Australian National University

The discovery of how a particular gene in the human body suppresses autoimmune diseases like Type 1 diabetes and lupus could open the way for a completely new approach to treating such conditions, scientists propose.

Around one in eight Australians suffer from autoimmune diseases, which occur when the body’s T and B cells attack its own organs and tissues. In 2005 Dr Carola Vinuesa and Professor Chris Goodnow from The Australian National University discovered that such pathologies were linked to the gene Roquin, which can undergo a specific mutation that results in it instructing T cells to react against the self. Now the researchers lead an international team that reports in the journal Nature on exactly how a healthy Roquin gene prevents abnormal T-cell behavior.

“Our findings hinge on the fact that the activities of a normal Roquin gene are orchestrated by parts of the genome until very recently considered to be "junk DNA",” said Dr Vinuesa from the John Curtin School of Medical Research (JCSMR) at ANU.

The discovery centres on a form of RNA, or Ribo Nucleic Acid. Most RNAs are thought of as messengers that carry information from a cell’s DNA blueprint so it can be written into proteins, the building-blocks of cells and tissues. But not all RNAs act as a messenger. Some small, non-protein-coding forms of the material, called microRNAs, actually induce the decay of messenger RNAs.
■ ■ ■
### [Instructions]
1/ List every institution or journal named in the article about the Roquin gene.
2/ Extend the article about the Roquin gene, starting after its last sentence.
The items that come after this article have nothing to do with it.

### [Information given]
■ ■ ■
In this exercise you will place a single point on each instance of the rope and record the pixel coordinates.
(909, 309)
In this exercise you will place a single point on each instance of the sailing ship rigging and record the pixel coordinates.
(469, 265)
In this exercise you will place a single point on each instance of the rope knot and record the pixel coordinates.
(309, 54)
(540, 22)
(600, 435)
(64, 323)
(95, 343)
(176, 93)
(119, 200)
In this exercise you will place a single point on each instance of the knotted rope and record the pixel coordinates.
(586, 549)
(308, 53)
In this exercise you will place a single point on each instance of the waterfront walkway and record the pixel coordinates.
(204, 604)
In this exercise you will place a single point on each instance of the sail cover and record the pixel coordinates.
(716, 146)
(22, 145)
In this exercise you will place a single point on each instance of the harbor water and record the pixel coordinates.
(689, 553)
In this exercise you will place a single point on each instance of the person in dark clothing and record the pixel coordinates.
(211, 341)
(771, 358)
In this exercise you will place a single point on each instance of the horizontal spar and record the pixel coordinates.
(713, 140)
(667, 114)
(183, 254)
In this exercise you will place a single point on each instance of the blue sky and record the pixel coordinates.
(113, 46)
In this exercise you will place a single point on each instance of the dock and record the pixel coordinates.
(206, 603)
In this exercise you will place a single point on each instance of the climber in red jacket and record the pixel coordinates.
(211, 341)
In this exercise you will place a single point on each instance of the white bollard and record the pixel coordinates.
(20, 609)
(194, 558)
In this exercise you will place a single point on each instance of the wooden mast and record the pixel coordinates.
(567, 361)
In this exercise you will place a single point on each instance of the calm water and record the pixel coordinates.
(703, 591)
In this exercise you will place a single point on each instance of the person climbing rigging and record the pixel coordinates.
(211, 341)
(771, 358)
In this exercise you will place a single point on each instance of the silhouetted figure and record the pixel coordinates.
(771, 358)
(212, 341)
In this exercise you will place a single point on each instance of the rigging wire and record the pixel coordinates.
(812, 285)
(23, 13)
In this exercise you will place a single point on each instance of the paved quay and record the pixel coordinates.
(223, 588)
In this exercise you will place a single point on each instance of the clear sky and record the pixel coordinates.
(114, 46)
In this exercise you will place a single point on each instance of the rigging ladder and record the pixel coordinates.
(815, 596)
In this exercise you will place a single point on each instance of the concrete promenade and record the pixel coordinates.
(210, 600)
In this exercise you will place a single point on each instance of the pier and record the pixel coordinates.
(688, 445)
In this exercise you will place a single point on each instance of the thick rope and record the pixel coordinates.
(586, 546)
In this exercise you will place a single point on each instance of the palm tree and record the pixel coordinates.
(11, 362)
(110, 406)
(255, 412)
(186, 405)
■ ■ ■
### [Expected responses]
1/ The Australian National University (ANU), the John Curtin School of Medical Research (JCSMR), and Nature.

2/
“This decay leads to reduction of the expression of proteins such as one called ICOS, that we have now shown can result in autoimmunity when it is over-expressed,” said Dr Di Yu from JCSMR, who performed most of the experiments leading to the discovery. “This is the first time that microRNAs have been linked to protection from autoimmune diseases.”

Once considered to be genetic junk, microRNAs are now thought to regulate up to 30 per cent of the genome, and have been recently shown to play an important role in the development of cancer and other diseases. “More and more scientists are beginning to think of genes as ‘RNA factories’,” said JCSMR’s Professor Chris Goodnow, who is also the Director of the Australian Phenomics Facility at ANU. “We’re learning more and more about how RNAs regulate critical processes related to cell development and the evolution of complex structures like the brain.”

The researchers said their work opened up the possibility of using RNA interference, or the microRNAs themselves, in the treatment of autoimmune diseases.